Text to read:
* BEGIN *
The President’s Working Group on Financial Reform issued an unusually inconclusive report on Money Market Mutual Funds.  Published thirteen months after it was originally expected, the report simply encourages the newly formed Financial Services Oversight Committee to take up the matter.

Treasury Strategies partner, Anthony J. Carfang, notes that conspicuously absent from the report were a ‘conclusions’ section and a ‘recommendations’ section.  It was, rather, an enumeration of the pros and cons of already widely discussed policy options.  Carfang suggests that this omission was a tacit acknowledgement that none of these options are superior to the status quo.

Importantly though, the report concedes that all these options, ranging from a floating NAV, to insurance, to a two-tiered fund structure, have serious unintended consequences.  The primary concern stated in the report is that corporate and institutional investors can easily move their money out of money market funds and into instruments or geographies that are beyond the jurisdiction of U.S. regulators.  It would be unwise for regulators to drive this important funding source for public and private section borrowers offshore. 


Treasury Strategies, a consulting firm specializing in treasury and liquidity for banks and corporations, has reported consistently over the past two years that onerous regulation of money funds would push capital offshore.  Corporate treasurers understand the risk – reward tradeoff and they have the tools to manage their funds from any point around the globe.
* END *
Material provided:
* BEGIN *
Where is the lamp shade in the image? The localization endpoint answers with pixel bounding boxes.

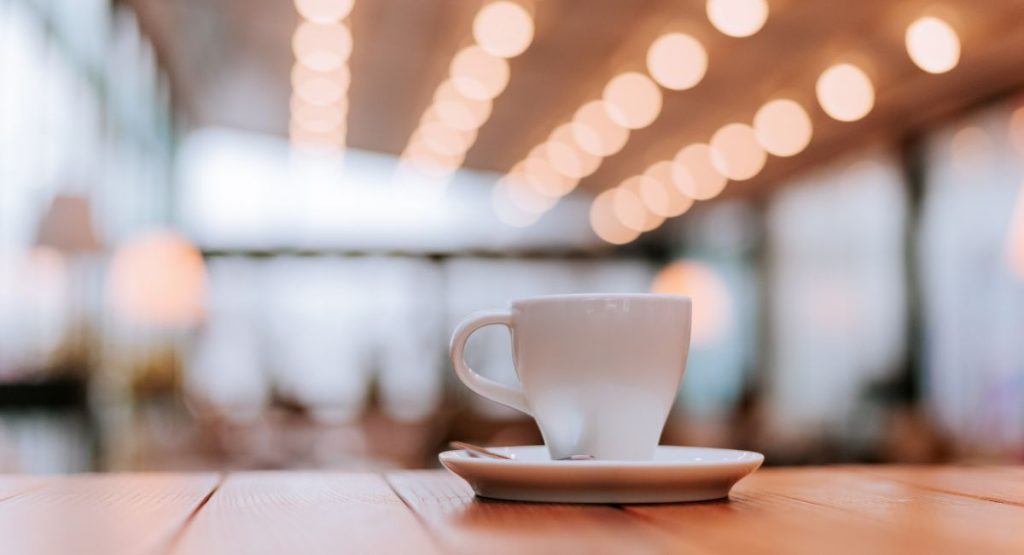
* END *
What you will do:
• a. Using the text on the money market fund report, decide whether each statement agrees with it. Give yes or no for each, with the deciding words from the text quoted exactly. (i) The report came out thirteen months later than first expected. (ii) The report contained a recommendations section. (iii) Treasury Strategies is a consulting firm focused on treasury and liquidity for banks and corporations.
• b. List every policy option that the text on the money market fund report names as having serious unintended consequences.
Work only from the text on the money market fund report; the material plays no part here.

Per-task outputs:
• a.
(i) Yes: "Published thirteen months after it was originally expected"
(ii) No: "conspicuously absent from the report were a ‘conclusions’ section and a ‘recommendations’ section"
(iii) Yes: "Treasury Strategies, a consulting firm specializing in treasury and liquidity for banks and corporations"

• b.
- A floating NAV
- Insurance
- A two-tiered fund structure